[Entries taken from a collection]
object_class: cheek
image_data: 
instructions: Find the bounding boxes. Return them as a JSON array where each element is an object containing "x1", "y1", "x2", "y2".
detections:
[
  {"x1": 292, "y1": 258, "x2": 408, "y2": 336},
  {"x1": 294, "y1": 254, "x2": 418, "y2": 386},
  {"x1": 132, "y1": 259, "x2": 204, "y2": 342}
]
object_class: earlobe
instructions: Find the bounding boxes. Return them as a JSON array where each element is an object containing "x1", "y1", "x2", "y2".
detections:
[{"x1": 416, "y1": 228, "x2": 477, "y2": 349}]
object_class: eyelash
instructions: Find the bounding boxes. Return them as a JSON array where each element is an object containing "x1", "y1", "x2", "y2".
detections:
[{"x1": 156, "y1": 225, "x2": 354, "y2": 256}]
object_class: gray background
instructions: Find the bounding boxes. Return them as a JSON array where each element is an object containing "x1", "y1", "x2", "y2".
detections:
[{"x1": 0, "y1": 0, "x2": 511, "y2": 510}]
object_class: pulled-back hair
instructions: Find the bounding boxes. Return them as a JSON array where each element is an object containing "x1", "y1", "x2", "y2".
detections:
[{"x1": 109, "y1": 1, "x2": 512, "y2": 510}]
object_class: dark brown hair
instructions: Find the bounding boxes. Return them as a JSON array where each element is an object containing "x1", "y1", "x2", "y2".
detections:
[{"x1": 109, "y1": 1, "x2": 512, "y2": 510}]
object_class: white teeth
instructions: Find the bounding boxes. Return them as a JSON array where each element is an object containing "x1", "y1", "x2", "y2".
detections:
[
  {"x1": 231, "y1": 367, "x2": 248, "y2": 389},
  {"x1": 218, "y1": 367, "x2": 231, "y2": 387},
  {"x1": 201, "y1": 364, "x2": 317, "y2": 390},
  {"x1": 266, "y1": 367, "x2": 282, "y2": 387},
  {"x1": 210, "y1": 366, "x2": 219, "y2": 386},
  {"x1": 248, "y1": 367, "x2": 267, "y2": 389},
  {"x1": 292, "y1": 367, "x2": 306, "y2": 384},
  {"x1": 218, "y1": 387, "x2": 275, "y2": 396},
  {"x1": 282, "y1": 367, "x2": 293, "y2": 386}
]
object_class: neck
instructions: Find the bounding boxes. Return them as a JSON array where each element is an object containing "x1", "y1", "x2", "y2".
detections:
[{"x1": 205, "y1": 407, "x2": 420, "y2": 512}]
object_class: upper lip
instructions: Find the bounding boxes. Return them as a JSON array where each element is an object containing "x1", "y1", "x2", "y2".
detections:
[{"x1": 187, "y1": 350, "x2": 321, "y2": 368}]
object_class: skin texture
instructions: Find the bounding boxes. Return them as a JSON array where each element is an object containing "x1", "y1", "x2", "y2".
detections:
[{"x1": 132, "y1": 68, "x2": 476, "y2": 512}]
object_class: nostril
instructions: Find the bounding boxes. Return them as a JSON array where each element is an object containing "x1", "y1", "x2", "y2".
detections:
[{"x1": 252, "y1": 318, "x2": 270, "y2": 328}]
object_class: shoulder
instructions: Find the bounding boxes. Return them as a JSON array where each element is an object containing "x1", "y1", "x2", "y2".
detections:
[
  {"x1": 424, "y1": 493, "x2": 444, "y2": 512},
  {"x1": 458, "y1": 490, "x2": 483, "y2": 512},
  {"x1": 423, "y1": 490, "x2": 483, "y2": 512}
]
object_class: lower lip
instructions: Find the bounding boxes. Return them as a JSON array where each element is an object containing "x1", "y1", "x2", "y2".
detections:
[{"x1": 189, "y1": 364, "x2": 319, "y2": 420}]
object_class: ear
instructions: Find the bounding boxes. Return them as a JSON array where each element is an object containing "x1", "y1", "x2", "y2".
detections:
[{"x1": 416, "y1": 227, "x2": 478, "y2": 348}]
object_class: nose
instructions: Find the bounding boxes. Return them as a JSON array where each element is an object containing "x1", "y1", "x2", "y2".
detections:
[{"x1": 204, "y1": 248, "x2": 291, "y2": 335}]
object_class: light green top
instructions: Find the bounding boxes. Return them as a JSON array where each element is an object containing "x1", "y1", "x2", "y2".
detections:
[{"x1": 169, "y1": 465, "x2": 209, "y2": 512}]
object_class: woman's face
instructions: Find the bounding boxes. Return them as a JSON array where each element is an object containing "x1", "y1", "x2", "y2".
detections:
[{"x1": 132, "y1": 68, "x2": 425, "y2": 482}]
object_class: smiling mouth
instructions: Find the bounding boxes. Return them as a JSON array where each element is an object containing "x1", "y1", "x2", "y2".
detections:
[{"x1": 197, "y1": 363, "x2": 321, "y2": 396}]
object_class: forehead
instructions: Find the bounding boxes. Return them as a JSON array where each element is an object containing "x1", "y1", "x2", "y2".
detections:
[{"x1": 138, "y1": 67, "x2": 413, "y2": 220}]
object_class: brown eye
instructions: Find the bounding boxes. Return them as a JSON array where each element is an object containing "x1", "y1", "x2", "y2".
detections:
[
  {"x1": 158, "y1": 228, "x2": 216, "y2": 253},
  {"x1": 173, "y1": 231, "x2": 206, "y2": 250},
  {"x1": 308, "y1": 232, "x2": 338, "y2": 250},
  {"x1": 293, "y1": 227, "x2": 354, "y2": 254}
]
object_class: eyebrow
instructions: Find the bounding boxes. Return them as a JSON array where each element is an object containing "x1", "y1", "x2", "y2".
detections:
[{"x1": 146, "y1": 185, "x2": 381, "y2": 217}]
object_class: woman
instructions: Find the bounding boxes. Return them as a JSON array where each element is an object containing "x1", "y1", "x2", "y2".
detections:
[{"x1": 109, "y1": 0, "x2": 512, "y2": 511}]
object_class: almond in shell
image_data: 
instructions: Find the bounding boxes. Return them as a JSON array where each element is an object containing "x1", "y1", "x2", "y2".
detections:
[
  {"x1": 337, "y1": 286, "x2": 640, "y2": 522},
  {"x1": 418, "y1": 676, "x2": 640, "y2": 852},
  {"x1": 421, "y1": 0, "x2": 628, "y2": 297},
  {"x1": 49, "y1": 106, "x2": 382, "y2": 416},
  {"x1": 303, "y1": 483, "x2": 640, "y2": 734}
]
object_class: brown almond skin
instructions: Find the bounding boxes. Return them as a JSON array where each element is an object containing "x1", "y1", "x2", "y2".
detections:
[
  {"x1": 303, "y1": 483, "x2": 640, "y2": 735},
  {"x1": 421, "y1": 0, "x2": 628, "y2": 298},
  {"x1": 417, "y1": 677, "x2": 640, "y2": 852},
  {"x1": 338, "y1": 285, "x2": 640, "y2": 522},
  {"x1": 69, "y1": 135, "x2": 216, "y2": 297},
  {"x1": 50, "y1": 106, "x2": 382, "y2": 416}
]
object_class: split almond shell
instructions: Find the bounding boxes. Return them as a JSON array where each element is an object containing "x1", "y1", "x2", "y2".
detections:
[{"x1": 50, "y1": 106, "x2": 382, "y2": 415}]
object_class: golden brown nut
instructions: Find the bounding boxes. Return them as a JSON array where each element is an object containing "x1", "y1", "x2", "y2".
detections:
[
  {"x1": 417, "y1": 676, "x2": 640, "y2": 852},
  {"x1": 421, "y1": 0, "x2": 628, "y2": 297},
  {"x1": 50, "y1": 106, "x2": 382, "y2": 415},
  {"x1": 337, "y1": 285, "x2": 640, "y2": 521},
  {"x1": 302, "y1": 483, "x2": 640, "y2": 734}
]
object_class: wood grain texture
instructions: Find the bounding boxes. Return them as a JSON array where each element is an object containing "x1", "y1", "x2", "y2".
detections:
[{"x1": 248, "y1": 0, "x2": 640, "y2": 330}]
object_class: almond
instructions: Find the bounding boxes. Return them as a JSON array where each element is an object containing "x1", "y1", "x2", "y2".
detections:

## What you need to do
Extract each line from the entries above that contains the string "woman".

## Final answer
object_class: woman's face
object_class: woman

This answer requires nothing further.